> [Records]:
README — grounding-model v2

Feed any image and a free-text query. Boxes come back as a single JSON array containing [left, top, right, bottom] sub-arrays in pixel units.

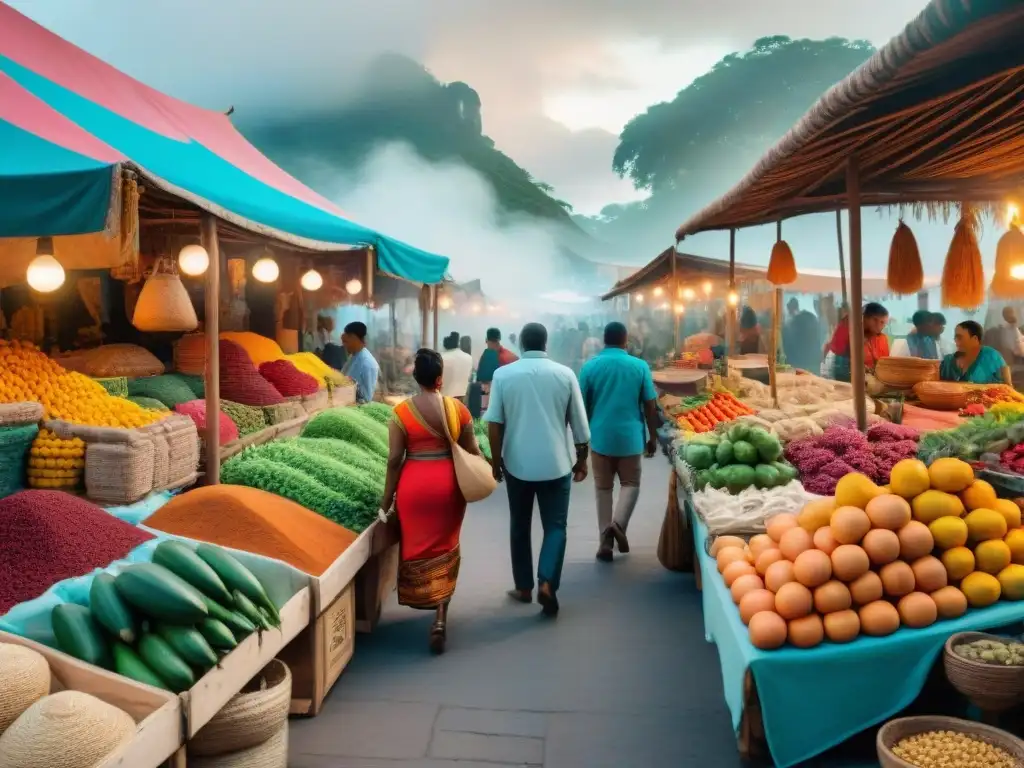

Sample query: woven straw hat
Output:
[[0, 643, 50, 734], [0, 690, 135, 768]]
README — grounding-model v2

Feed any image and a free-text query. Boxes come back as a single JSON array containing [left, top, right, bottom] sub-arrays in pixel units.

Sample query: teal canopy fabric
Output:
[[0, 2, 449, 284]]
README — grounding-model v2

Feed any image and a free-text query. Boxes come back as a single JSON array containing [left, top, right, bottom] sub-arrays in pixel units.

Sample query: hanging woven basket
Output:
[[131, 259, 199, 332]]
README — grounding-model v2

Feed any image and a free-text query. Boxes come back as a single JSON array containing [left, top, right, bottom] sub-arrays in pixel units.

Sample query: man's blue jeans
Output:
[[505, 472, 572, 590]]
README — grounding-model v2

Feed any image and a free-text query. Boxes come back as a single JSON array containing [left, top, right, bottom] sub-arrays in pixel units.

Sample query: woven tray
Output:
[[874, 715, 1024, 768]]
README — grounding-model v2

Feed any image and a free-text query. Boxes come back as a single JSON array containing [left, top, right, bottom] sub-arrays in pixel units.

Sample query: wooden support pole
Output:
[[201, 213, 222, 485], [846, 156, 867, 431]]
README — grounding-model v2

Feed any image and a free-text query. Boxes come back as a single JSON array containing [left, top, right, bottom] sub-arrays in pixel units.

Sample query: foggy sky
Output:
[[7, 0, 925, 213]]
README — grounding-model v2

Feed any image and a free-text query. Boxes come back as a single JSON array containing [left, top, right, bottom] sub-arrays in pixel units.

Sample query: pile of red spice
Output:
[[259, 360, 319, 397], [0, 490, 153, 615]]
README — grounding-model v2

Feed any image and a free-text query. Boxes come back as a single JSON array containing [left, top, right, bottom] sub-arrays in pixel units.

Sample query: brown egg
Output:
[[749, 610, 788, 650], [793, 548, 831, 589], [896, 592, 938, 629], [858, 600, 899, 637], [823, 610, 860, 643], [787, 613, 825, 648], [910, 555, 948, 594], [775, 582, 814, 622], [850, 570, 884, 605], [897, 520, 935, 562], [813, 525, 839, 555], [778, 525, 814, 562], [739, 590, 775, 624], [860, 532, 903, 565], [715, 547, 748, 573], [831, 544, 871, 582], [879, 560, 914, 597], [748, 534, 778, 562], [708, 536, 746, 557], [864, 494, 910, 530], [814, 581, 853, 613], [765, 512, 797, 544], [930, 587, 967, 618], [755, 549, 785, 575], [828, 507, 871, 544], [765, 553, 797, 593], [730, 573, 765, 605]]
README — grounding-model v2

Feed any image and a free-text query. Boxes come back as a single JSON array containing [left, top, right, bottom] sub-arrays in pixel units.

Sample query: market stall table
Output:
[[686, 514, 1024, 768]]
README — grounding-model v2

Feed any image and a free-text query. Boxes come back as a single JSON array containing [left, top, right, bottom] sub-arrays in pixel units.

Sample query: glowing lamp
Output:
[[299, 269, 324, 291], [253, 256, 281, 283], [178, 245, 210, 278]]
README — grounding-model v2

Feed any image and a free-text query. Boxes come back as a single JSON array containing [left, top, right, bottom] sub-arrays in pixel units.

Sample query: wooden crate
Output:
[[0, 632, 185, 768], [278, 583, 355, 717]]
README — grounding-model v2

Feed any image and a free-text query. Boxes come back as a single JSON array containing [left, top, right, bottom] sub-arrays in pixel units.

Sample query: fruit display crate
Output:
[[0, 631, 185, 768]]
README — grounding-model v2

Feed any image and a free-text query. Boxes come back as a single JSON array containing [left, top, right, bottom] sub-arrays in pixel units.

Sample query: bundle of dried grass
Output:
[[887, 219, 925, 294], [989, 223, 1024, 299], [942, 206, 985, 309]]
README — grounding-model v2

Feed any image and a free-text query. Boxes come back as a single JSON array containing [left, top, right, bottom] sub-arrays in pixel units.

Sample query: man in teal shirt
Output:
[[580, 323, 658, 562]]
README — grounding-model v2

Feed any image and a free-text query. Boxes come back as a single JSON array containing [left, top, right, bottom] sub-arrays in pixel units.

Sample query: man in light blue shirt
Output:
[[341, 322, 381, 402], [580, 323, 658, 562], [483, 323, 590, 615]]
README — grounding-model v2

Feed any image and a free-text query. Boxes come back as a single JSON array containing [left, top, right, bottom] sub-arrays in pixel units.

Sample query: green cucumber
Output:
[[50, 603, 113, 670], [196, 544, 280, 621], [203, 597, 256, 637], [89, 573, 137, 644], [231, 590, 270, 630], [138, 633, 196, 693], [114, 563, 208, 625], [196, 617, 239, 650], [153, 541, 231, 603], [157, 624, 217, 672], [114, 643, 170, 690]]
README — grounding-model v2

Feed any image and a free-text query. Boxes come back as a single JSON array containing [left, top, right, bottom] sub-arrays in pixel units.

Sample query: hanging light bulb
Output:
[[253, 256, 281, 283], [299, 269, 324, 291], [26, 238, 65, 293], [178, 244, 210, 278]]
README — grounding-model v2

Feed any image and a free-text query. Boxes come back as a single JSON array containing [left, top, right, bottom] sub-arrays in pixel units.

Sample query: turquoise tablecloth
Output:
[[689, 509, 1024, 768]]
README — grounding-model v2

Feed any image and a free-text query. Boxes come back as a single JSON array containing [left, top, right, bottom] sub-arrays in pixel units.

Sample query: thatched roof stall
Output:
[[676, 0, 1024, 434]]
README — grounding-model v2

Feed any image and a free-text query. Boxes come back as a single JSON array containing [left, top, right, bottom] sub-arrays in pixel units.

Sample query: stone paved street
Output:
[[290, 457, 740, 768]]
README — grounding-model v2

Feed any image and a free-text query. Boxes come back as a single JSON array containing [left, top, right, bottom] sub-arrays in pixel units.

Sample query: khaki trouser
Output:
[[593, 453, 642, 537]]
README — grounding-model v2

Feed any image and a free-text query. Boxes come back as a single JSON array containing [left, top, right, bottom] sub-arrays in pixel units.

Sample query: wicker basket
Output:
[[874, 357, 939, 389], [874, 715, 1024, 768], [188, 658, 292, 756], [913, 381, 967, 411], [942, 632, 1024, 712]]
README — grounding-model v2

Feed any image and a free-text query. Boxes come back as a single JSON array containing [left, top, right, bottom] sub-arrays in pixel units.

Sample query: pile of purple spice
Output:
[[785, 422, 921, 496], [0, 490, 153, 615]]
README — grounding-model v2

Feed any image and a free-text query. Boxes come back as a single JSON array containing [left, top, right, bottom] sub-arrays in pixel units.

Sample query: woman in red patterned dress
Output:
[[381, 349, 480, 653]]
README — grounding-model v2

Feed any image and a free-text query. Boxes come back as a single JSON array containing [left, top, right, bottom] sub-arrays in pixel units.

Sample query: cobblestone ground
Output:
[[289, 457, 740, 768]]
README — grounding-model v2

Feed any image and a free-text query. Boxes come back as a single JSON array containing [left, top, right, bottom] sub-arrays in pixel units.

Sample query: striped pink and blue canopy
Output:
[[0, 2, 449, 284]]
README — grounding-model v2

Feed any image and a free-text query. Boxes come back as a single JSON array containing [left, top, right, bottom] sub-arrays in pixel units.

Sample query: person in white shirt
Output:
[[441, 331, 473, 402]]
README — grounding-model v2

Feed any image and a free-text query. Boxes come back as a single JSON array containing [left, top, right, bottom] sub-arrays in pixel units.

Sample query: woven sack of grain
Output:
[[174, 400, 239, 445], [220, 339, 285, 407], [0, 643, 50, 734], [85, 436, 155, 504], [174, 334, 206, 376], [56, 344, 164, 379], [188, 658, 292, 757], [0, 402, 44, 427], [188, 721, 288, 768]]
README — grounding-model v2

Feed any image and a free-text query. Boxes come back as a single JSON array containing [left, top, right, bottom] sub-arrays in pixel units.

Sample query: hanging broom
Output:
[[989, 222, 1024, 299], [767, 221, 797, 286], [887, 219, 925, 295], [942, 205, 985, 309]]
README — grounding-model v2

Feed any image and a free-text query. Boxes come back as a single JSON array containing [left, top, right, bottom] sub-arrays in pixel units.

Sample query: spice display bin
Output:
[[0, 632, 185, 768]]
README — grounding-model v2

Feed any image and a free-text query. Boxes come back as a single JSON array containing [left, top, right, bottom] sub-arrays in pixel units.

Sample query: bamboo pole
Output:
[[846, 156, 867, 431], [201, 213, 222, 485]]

> [Instructions to follow]:
Identify every line of the listing above that contains the word "pole", and copy each of those lines.

> [Written response]:
Sample query: wooden support pole
Sample query: bamboo pole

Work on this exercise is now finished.